Give the data below again exactly as it stands. Omit the pictures.

+++

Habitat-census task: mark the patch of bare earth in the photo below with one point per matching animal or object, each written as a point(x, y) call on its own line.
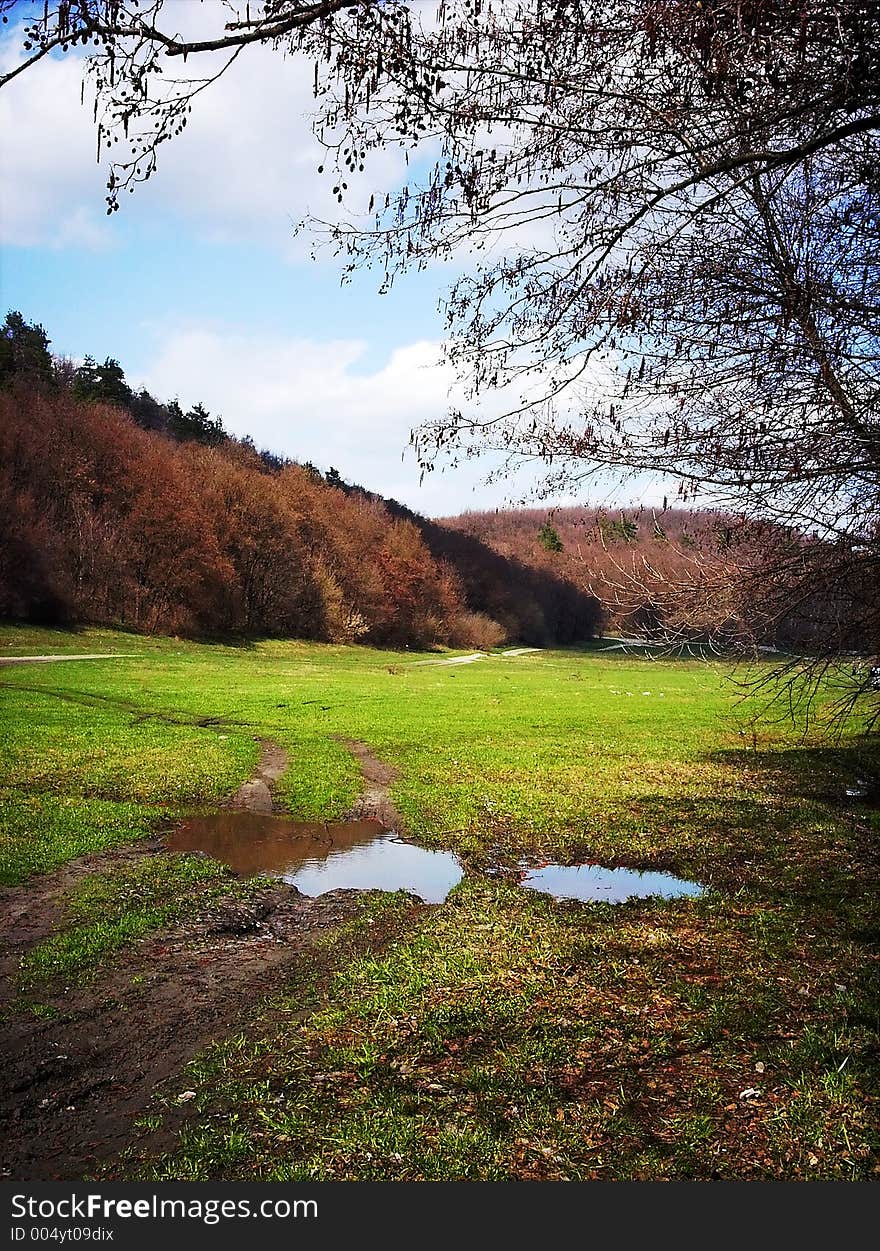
point(73, 1083)
point(374, 802)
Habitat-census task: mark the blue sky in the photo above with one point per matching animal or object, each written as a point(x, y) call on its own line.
point(200, 290)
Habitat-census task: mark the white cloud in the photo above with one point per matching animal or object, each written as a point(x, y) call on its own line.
point(313, 400)
point(244, 169)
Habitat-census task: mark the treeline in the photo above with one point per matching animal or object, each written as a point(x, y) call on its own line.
point(661, 573)
point(119, 509)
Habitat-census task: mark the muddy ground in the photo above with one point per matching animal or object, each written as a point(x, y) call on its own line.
point(73, 1083)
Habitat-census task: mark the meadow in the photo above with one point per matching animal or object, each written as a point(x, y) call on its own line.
point(500, 1035)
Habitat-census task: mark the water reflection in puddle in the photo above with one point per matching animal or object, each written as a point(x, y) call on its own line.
point(591, 882)
point(317, 857)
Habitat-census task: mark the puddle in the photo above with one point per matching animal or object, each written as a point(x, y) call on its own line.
point(591, 882)
point(864, 791)
point(317, 857)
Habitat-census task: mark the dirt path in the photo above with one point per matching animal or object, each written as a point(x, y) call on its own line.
point(476, 656)
point(374, 802)
point(74, 1085)
point(255, 793)
point(85, 656)
point(75, 1082)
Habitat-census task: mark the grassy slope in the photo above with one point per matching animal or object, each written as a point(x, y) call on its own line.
point(506, 1036)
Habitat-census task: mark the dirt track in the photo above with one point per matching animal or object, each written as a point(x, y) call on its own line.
point(74, 1083)
point(85, 656)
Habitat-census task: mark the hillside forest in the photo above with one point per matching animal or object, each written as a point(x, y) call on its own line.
point(122, 509)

+++

PROBLEM SOLUTION:
Habitat-census task: mark the patch of bare earth in the photo below with one point per matching animal or object, each written as a point(x, y) call on its own line.
point(73, 1083)
point(374, 802)
Habitat-census task: mark the blue sky in the photo above with one point per matching animal or object, each written as a point(x, y) call on its own line.
point(200, 290)
Habitat-census task: mark the white cloud in the photo above with one point per matching animal or object, each written as a point(x, y) call on its own line.
point(313, 400)
point(244, 169)
Habitat-census task: mark the treeline in the photo above with one point per matching animal or object, each written as a point(x, y) call on its own line.
point(661, 573)
point(119, 509)
Habitat-census task: mark the muddy ground in the photo above with one point per matching animal or object, each written as a point(x, y) call on its own line.
point(73, 1083)
Habitat-census task: mark the meadow in the photo above with one point per matching animal or object, each written as a point(x, y) call on its own line.
point(500, 1035)
Habitat-census task: mark the water reflection in puddle in the photo above with one point per matching animal or object, each written as a point(x, y) call on its own line.
point(591, 882)
point(317, 857)
Habitat-census task: mark the puddle in the photo above with one point per matching animal or object, each written as a point(x, y) call on its own line.
point(591, 882)
point(864, 791)
point(317, 857)
Habitat-census task: mark the dirt path in the photo above with one point per matching animal or object, each written as a point(x, y) call on its own line.
point(476, 656)
point(374, 802)
point(74, 1085)
point(255, 793)
point(85, 656)
point(75, 1082)
Habitat-census task: mark the grassy slope in the photo above with one point per matching animal or object, each written as a point(x, y) call on its own line.
point(506, 1036)
Habitat-census task: mark the dirt track in the photo above with one point per matching animal or object, each written as a point(x, y) call on its own line.
point(74, 1083)
point(85, 656)
Habitat-census task: mark the hillside forest in the photo above with one point per matching animal or object, each written as a point(x, y) call on its own line.
point(122, 509)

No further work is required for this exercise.